→ **Excerpt**:
= = =
- Born: 1908 Salem, Massachusetts, U.S.
- Died: Nov 26, 1999 (aged 90–91) Marblehead, Massachusetts

Academic work
- Institutions: Johns Hopkins Bloomberg School of Public Health

= Philip Sartwell =

American epidemiologist (1908–1999)

Philip E. Sartwell (1908–1999) was a noted epidemiologist and professor at the Johns Hopkins School of Hygiene and Public Health.

== Education ==
Sartwell obtained a medical degree in 1932 from the Boston University School of Medicine, and in 1938 earned a master's in public health degree from the Harvard University School of Public Health.

== Career ==
After his formal education, Sartwell was the Assistant Director of the Division of Tuberculosis in the Massachusetts Department of Health for five years. In 1943, during World War II, he joined the U.S. Army serving as a major in the Epidemiology Section in the Office of the Surgeon General.

Sartwell joined the faculty at the Johns Hopkins University School of Hygiene and Public Health's Department of Epidemiology in 1947. He served as Chair of the Department of Epidemiology from 1954 to 1970. He served as the Editor-in-Chief of the American Journal of Epidemiology from 1957 to 1958.
= = =
→ **Extracted information**:
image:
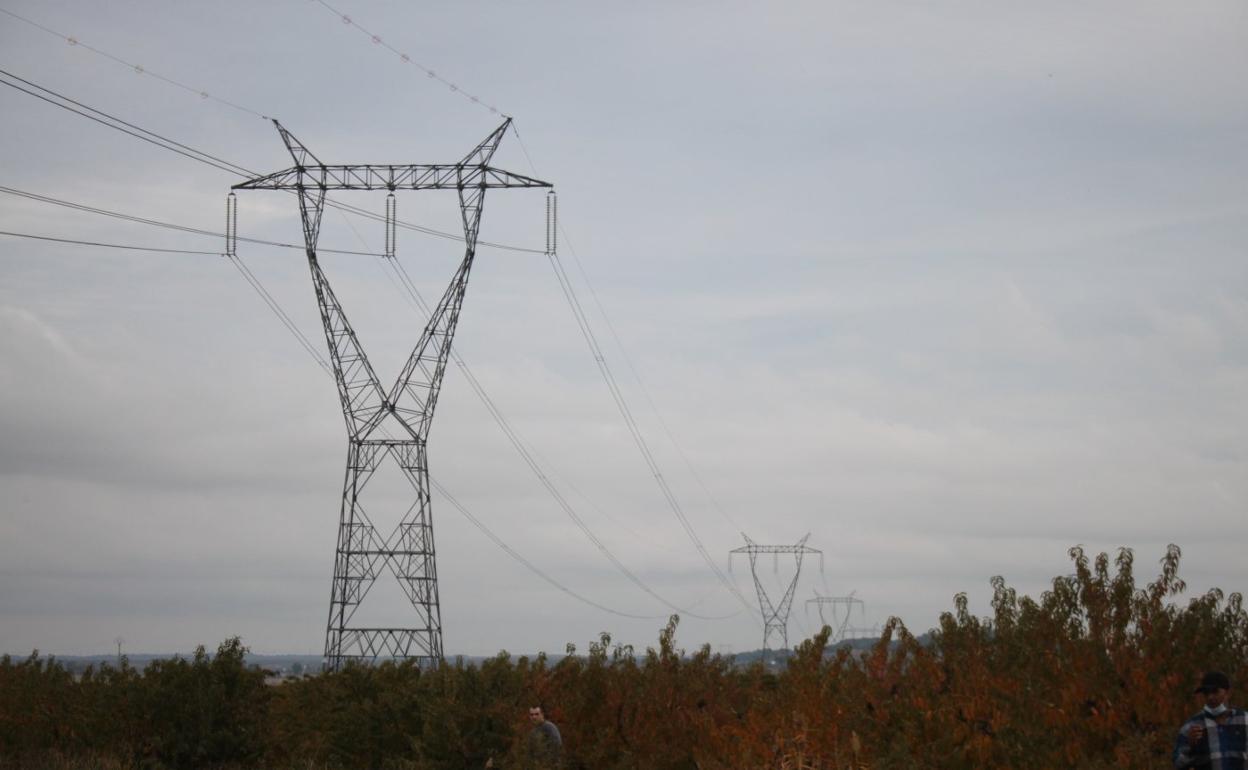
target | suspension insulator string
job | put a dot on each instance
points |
(390, 226)
(231, 225)
(552, 224)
= = =
Write out every year that appears in the Education and Career sections of the Philip Sartwell article, in chronological order.

→ **Response box**:
1932, 1938, 1943, 1947, 1954, 1957, 1958, 1970